■ Aim
Extract exactly the range of lines bounded by the line containing "of the bare" and the final line of the listing, both ends included, and no other lines.

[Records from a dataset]
>>

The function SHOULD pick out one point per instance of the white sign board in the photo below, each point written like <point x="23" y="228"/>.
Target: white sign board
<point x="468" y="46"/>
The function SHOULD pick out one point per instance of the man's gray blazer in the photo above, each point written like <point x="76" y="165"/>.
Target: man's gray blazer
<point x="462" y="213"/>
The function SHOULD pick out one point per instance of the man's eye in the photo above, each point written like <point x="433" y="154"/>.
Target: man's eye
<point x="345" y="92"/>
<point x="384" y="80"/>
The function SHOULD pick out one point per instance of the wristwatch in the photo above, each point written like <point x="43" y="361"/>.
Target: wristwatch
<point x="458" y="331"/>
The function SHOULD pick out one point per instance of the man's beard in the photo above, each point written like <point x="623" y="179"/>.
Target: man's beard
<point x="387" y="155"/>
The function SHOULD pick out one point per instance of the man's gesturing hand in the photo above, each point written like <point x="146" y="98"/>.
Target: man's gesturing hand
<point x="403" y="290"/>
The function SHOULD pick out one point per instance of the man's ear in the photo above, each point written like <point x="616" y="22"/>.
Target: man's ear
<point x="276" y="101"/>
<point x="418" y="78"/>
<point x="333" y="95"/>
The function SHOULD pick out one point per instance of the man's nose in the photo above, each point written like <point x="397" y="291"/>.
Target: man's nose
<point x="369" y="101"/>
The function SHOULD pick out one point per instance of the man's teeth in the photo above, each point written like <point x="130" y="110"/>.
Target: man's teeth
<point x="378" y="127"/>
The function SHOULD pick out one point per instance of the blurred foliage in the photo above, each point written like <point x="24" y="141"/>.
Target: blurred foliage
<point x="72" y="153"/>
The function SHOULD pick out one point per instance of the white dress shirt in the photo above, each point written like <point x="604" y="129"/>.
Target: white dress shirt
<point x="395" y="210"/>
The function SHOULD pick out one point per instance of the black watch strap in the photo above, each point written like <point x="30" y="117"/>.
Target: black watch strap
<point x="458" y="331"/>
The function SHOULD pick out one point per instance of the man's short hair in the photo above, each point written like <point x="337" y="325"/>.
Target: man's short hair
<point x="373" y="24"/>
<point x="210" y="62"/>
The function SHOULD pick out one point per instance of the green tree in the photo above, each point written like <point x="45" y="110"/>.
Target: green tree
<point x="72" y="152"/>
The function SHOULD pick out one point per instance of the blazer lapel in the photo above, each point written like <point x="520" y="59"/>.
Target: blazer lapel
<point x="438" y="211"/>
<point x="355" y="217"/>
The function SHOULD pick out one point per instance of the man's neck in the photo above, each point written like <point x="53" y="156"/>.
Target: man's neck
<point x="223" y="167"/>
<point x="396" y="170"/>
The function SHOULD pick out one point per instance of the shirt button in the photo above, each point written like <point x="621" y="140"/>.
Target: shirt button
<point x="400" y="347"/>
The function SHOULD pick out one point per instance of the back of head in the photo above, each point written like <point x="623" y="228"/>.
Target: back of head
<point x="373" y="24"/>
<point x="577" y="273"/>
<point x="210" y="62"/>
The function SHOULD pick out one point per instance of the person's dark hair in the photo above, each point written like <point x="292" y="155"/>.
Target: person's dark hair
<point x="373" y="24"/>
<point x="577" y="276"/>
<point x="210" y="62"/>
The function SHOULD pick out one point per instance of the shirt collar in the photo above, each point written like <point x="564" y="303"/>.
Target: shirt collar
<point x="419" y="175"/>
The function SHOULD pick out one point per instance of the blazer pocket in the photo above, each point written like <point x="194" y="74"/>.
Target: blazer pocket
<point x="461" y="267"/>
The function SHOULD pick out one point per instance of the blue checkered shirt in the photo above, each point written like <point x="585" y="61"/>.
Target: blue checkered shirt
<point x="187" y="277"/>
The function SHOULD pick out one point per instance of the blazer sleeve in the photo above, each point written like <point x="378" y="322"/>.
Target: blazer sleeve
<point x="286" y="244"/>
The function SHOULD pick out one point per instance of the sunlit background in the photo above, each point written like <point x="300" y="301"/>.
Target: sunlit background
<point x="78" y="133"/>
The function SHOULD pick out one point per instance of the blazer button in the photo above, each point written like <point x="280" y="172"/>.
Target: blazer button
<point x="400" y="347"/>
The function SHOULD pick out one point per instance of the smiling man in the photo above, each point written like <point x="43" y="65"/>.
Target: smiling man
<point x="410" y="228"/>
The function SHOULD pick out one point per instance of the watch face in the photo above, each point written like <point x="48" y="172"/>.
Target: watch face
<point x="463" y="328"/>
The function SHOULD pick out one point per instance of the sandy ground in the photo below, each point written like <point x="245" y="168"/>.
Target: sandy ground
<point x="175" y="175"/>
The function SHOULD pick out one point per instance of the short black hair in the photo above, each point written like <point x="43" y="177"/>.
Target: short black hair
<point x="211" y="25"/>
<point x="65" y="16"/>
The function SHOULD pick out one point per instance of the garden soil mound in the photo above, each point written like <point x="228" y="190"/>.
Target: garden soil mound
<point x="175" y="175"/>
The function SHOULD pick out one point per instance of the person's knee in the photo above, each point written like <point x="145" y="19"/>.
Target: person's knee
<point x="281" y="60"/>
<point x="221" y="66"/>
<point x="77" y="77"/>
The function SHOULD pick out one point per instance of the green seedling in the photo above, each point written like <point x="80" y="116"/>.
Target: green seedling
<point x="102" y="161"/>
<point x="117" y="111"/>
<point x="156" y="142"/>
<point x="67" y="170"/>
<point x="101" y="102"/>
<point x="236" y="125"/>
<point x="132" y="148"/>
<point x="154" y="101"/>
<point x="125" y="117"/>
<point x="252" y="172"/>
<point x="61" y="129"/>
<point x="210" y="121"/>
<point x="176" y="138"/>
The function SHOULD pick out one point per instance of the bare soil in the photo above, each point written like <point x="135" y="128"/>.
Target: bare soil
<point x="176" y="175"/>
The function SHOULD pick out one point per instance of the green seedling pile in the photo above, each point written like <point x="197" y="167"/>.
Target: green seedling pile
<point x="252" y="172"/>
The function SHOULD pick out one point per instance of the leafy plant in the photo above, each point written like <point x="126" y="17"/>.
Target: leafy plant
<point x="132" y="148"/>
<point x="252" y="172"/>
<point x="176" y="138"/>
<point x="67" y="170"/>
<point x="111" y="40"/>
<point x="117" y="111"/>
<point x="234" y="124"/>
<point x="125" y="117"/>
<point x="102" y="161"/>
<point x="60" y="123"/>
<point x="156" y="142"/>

<<

■ Complete output
The function SHOULD pick out one point per instance of the bare soil in the photo above, each point written like <point x="135" y="128"/>.
Target: bare soil
<point x="176" y="175"/>
The function SHOULD pick out one point per instance of the green seedling pile in the photo above, each point written like <point x="197" y="167"/>.
Target: green seedling pile
<point x="252" y="172"/>
The function SHOULD pick out one point per instance of the leafy plant in the photo above, each point written like <point x="126" y="17"/>.
Target: leafy plant
<point x="132" y="148"/>
<point x="252" y="172"/>
<point x="176" y="138"/>
<point x="67" y="170"/>
<point x="111" y="40"/>
<point x="117" y="111"/>
<point x="234" y="124"/>
<point x="125" y="117"/>
<point x="102" y="161"/>
<point x="60" y="123"/>
<point x="156" y="142"/>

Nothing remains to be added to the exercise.